## WHAT YOU ARE ASKED TO DO
Retype all of the records shown beneath this task, exactly as they stand.
==============================
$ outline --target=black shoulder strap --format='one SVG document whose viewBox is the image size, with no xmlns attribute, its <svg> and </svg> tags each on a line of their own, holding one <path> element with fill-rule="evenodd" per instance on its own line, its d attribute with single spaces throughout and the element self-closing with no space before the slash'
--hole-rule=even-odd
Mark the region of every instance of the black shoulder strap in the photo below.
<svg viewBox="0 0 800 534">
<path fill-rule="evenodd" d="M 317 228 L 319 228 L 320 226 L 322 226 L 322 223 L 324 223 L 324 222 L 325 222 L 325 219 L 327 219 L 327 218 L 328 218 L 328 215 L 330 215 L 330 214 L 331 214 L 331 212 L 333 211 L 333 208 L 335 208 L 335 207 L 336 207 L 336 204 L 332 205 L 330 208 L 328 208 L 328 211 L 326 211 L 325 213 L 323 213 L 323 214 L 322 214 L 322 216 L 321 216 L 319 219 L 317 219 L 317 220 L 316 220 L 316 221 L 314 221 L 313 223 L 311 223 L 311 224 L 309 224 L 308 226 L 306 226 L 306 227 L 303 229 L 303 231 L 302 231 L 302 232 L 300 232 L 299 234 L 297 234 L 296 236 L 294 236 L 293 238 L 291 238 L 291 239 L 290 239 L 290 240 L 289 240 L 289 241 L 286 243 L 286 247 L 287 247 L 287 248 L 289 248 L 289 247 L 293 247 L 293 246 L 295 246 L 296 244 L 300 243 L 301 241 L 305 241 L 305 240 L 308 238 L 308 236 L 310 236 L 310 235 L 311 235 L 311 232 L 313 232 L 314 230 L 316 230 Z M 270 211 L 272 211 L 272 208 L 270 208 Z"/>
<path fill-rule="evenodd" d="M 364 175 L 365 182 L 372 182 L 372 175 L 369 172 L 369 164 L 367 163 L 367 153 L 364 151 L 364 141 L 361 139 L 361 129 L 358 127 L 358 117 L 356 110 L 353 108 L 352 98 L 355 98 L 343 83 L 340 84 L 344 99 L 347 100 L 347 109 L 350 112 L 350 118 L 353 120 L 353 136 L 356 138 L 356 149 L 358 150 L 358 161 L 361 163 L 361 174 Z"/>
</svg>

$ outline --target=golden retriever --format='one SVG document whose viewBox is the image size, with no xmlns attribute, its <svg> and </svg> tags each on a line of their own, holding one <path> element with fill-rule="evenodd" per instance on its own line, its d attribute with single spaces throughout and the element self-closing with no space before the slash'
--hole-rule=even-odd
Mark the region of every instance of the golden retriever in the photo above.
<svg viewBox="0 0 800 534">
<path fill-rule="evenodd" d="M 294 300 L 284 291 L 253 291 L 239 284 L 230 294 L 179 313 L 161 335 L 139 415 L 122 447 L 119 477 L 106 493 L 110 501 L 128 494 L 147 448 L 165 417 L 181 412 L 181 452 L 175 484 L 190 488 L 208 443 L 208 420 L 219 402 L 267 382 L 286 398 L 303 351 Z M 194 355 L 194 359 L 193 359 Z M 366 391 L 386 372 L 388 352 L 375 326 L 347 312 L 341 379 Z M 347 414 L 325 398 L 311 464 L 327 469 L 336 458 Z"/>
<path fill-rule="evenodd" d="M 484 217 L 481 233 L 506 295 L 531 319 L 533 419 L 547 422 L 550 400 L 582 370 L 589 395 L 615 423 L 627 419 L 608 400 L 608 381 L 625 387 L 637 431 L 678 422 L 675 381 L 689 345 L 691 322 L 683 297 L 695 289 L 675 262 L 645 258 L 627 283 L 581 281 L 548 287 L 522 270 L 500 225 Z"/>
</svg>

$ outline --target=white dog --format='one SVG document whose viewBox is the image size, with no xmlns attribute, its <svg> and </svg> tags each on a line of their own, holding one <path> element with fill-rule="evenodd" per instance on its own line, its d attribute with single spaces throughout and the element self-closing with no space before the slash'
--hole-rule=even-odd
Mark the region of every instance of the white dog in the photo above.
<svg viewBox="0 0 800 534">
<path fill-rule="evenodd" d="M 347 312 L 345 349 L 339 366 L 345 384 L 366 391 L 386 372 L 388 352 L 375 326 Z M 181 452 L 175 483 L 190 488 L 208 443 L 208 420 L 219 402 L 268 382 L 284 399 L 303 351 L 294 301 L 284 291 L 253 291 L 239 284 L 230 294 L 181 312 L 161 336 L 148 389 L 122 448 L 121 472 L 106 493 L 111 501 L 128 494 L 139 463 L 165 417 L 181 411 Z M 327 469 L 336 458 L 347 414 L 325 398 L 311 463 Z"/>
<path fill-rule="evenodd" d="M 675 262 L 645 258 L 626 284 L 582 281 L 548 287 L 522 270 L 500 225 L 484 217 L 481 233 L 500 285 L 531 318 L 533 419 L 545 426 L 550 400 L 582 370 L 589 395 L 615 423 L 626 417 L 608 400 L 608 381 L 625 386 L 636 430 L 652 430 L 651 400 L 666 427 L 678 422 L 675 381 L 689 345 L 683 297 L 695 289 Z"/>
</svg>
==============================
## TASK RESULT
$ outline --target=black shoulder strap --format='one SVG document whose viewBox is the image size, with no xmlns attribute, its <svg> and </svg> tags each on a line of their own, holding one <path> element with fill-rule="evenodd" per instance on its own line, its d attribute with single spaces throughout and the element self-closing with no space before the slash'
--hole-rule=even-odd
Mark the region of every instance of the black shoulder strap in the photo below.
<svg viewBox="0 0 800 534">
<path fill-rule="evenodd" d="M 317 228 L 319 228 L 320 226 L 322 226 L 322 223 L 324 223 L 324 222 L 325 222 L 325 219 L 327 219 L 327 218 L 328 218 L 328 215 L 330 215 L 330 214 L 331 214 L 331 212 L 333 211 L 333 208 L 335 208 L 335 207 L 336 207 L 336 204 L 332 205 L 330 208 L 328 208 L 328 211 L 326 211 L 325 213 L 323 213 L 323 214 L 322 214 L 322 216 L 321 216 L 319 219 L 317 219 L 317 220 L 316 220 L 316 221 L 314 221 L 313 223 L 311 223 L 311 224 L 309 224 L 308 226 L 306 226 L 306 227 L 303 229 L 303 231 L 302 231 L 302 232 L 300 232 L 299 234 L 297 234 L 296 236 L 294 236 L 293 238 L 291 238 L 291 239 L 290 239 L 290 240 L 289 240 L 289 241 L 286 243 L 286 247 L 287 247 L 287 248 L 289 248 L 289 247 L 293 247 L 293 246 L 295 246 L 296 244 L 300 243 L 301 241 L 305 241 L 305 240 L 308 238 L 308 236 L 310 236 L 310 235 L 311 235 L 311 232 L 313 232 L 314 230 L 316 230 Z M 270 211 L 272 211 L 272 208 L 270 208 Z"/>
<path fill-rule="evenodd" d="M 364 175 L 365 182 L 372 182 L 372 175 L 369 172 L 369 164 L 367 163 L 367 153 L 364 151 L 364 141 L 361 139 L 361 129 L 358 127 L 358 117 L 356 110 L 353 108 L 352 98 L 355 98 L 343 83 L 340 84 L 344 99 L 347 100 L 347 109 L 350 112 L 350 118 L 353 120 L 353 136 L 356 138 L 356 149 L 358 150 L 358 161 L 361 163 L 361 174 Z"/>
</svg>

$ outline --target=golden retriever --format='one SVG document whose viewBox is the image size, with no xmlns attribute, its <svg> and </svg> tags each on a line of their own, holding one <path> element with fill-rule="evenodd" per instance on its own line, its d attribute with single spaces throughout and the element self-closing with no space before the slash'
--hole-rule=even-odd
Mark the region of every instance of the golden retriever in the photo above.
<svg viewBox="0 0 800 534">
<path fill-rule="evenodd" d="M 294 300 L 284 291 L 253 291 L 239 284 L 230 294 L 179 313 L 161 335 L 139 415 L 122 447 L 119 477 L 106 493 L 110 501 L 128 494 L 147 448 L 165 417 L 181 412 L 181 452 L 175 484 L 190 488 L 208 443 L 208 420 L 219 402 L 267 382 L 286 398 L 303 351 Z M 194 355 L 194 359 L 193 359 Z M 366 391 L 386 372 L 388 352 L 375 326 L 347 312 L 341 379 Z M 347 414 L 325 398 L 311 464 L 327 469 L 336 458 Z"/>
<path fill-rule="evenodd" d="M 484 217 L 481 233 L 506 295 L 531 319 L 533 419 L 547 422 L 550 400 L 582 370 L 589 395 L 615 423 L 627 419 L 608 400 L 608 381 L 625 387 L 637 431 L 678 422 L 675 381 L 689 345 L 691 322 L 683 297 L 695 289 L 675 262 L 645 258 L 627 283 L 581 281 L 548 287 L 522 270 L 500 225 Z"/>
</svg>

$ outline --target=white dog --format='one SVG document whose viewBox is the image size, with no xmlns attribute, its <svg> and </svg> tags each on a line of their own, holding one <path> element with fill-rule="evenodd" per instance on its own line, its d attribute with single spaces throughout and the element self-closing with no space before the slash'
--hole-rule=even-odd
Mark the region of every instance of the white dog in the photo above.
<svg viewBox="0 0 800 534">
<path fill-rule="evenodd" d="M 347 312 L 345 349 L 339 366 L 345 384 L 366 391 L 386 372 L 388 352 L 375 326 Z M 181 452 L 175 483 L 190 488 L 208 443 L 208 420 L 219 402 L 268 382 L 284 399 L 303 351 L 294 301 L 284 291 L 253 291 L 239 284 L 230 294 L 181 312 L 161 336 L 148 389 L 122 448 L 121 472 L 106 493 L 111 501 L 128 494 L 139 463 L 165 417 L 181 411 Z M 327 469 L 336 458 L 347 414 L 325 398 L 311 463 Z"/>
<path fill-rule="evenodd" d="M 675 262 L 645 258 L 626 284 L 582 281 L 548 287 L 522 270 L 500 225 L 484 217 L 481 233 L 500 285 L 531 318 L 533 419 L 545 426 L 550 400 L 582 370 L 589 395 L 615 423 L 626 417 L 608 400 L 608 381 L 625 386 L 636 430 L 652 430 L 651 400 L 666 427 L 678 422 L 675 381 L 689 345 L 683 297 L 695 289 Z"/>
</svg>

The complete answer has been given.